Reproduce the following lines word for word.

^^^^^^^^

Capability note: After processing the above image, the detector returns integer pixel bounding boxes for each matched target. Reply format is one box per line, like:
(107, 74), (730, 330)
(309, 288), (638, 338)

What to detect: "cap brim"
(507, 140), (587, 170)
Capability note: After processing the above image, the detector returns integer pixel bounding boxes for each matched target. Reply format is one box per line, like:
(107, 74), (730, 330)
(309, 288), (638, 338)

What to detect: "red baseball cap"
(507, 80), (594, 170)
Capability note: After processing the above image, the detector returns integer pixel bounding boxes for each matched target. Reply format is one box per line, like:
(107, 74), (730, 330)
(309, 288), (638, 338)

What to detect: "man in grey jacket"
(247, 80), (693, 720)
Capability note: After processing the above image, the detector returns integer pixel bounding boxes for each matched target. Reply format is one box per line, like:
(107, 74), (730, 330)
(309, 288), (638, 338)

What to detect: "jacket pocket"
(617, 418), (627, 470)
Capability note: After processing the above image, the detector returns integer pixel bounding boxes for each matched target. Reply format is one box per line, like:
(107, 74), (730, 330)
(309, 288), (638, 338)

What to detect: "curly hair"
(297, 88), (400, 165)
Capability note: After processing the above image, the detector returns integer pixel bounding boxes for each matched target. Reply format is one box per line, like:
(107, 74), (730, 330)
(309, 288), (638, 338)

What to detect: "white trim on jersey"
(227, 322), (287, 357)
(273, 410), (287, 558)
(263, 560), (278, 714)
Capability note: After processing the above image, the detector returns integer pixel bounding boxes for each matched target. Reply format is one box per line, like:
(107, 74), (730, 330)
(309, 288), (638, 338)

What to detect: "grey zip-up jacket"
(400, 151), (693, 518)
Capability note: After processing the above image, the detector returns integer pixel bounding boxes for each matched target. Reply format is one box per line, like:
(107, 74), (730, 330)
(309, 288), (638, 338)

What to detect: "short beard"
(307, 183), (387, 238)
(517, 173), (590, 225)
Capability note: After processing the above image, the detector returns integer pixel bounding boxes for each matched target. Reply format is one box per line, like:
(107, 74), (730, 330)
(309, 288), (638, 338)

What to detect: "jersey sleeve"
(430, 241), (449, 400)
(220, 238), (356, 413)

^^^^^^^^

REPLY TO THE EXERCISE -
Capability note: After processing the above image, the detector returns integer pixel bounding boxes for each matched target. Reply format is one box per line, like:
(107, 74), (730, 330)
(309, 288), (638, 338)

What to detect: "cap brim"
(507, 140), (587, 170)
Capability note: After processing the above image, the detector returns integer pixel bounding boxes for each matched target. Reply format is one box per line, like:
(107, 74), (730, 330)
(309, 288), (638, 338)

What to detect: "red baseball cap"
(507, 80), (594, 170)
Capability note: After processing the above image, the detector returns integer pixel bounding boxes for each matched target. Reply format is one box per line, like:
(107, 74), (730, 330)
(309, 288), (638, 338)

What to detect: "man in grey jacket"
(247, 80), (693, 720)
Capability note: After processing the above image, the detector returns integer pixel bounding boxes for each matched target. Reply format is one box per line, like:
(107, 74), (730, 330)
(309, 288), (638, 338)

What to detect: "jacket pocket"
(617, 418), (627, 470)
Capability note: After processing the above image, the detector returns integer pixel bounding boxes for each matched target. Reply format is one box per line, like:
(107, 74), (730, 330)
(309, 288), (638, 338)

What to detect: "curly hair"
(297, 88), (400, 165)
Capability note: After processing the above image, the detector returns integer pixel bounding boxes for each matched target. Reply format is one box per line, like:
(107, 74), (730, 330)
(309, 288), (638, 338)

What to detect: "white trim on jersey"
(227, 322), (287, 357)
(273, 410), (287, 558)
(263, 560), (278, 714)
Capability note: After processing the above image, the detector returns integer pixel bounding boxes for each matched target. Reply format is one box per line, like:
(107, 74), (730, 330)
(309, 288), (638, 338)

What to detect: "grey zip-up jacket"
(400, 151), (693, 518)
Capability note: After processing the above image, the detector returns integer pixel bounding boxes for each matched target. Reply format is one box per line, like:
(107, 74), (730, 330)
(309, 288), (638, 338)

What to detect: "short beard"
(307, 183), (387, 238)
(517, 173), (590, 225)
Capability note: After processing the above image, the detector returns integer pixel bounding boxes for each matched target. Reply format is one box per line, like:
(107, 74), (730, 330)
(309, 288), (638, 338)

What to detect: "jersey sleeve"
(430, 241), (449, 400)
(220, 238), (356, 413)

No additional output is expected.